» **INSTRUÇÃO 1**
Responda, com base no trecho sobre a agenda de reformas:
(a) Em que ano oportunidades foram desperdiçadas?
(b) Quais gastos são apontados como principal alvo das medidas para reduzir a rigidez orçamentária?
(c) Em quais duas frentes o texto afirma que será difícil avançar?
» **INSTRUÇÃO 2**
Relacione todos os verbos no infinitivo presentes no trecho sobre a agenda de reformas. Siga a ordem da primeira ocorrência e não repita nenhum deles.
» **INSTRUÇÃO 3**
Dê prosseguimento ao trecho sobre a agenda de reformas a partir do ponto em que ele termina.

» **TRECHO DO TEXTO**
━━━

O presidente precisa se comprometer com a combalida agenda de reformas. É nítida sua baixa disposição para enfrentar temas espinhosos.

Guedes também precisa arrumar a casa, com um plano de ação estruturado para enfrentar a crise e entregar oportunamente as reformas mais urgentes. Oportunidades foram desperdiçadas em 2019, em meio a promessas em demasia.

Do lado fiscal, aumentou a urgência de medidas que reduzam a rigidez orçamentária – principalmente os gastos com a folha –, pois a elevação adicional da dívida pública recomenda o reforço da perspectiva de ajuste fiscal futuro.

Será necessário redefinir prioridades da agenda de crescimento. Se, por um lado, será difícil avançar na reforma tributária e nas privatizações, diante das dificuldades do setor produtivo e de tantas incertezas, por outro há espaço para remover obstáculos ao crescimento sustentado.

━━━

» **DADOS FORNECIDOS**
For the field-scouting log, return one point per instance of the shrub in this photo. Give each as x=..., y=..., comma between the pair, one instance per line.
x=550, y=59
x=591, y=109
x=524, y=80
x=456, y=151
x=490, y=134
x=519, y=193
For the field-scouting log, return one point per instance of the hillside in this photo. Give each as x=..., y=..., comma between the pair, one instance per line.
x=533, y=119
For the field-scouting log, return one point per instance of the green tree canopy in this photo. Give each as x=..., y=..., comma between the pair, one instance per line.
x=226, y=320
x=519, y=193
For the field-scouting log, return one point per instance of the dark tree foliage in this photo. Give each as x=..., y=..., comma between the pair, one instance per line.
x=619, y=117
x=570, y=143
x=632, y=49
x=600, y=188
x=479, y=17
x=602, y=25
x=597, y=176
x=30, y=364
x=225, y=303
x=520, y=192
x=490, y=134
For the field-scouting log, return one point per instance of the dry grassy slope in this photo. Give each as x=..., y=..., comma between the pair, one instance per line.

━━━

» **RESULTADO FINAL 1**
(a) Em 2019.
(b) Os gastos com a folha.
(c) Na reforma tributária e nas privatizações.

» **RESULTADO FINAL 2**
comprometer, enfrentar, arrumar, entregar, redefinir, avançar, remover

» **RESULTADO FINAL 3**
Guedes precisa aumentar a interlocução com os demais ministérios e com o Congresso. Um exemplo de dificuldade é o lento avanço do projeto de lei de licitações.

A mudança no Ministério da Justiça poderá ser uma oportunidade para se discutir a redução da insegurança jurídica, que inibe o investimento. Como ensina Carlos Ari Sundfeld, há excessos da ação estatal assentados no direito público brasileiro, o que requer o diálogo com o sistema judiciário e a revisão de normas legais e exigências nas licitações e a redução da ingerência de órgãos de controle.

Na área tributária, Bernard Appy aponta a necessidade de maior qualidade das normas tributárias, uniformização e consolidação da jurisprudência entre os tribunais e maior transparência por parte dos órgãos fiscalizadores na interpretação e aplicação das leis.

Há muito a ser feito para reduzir disfuncionalidades da ação estatal. Seria um equívoco buscar atalhos e ceder a pressões que atrapalham o crescimento sustentado.

Ainda há tempo para corrigir rumos.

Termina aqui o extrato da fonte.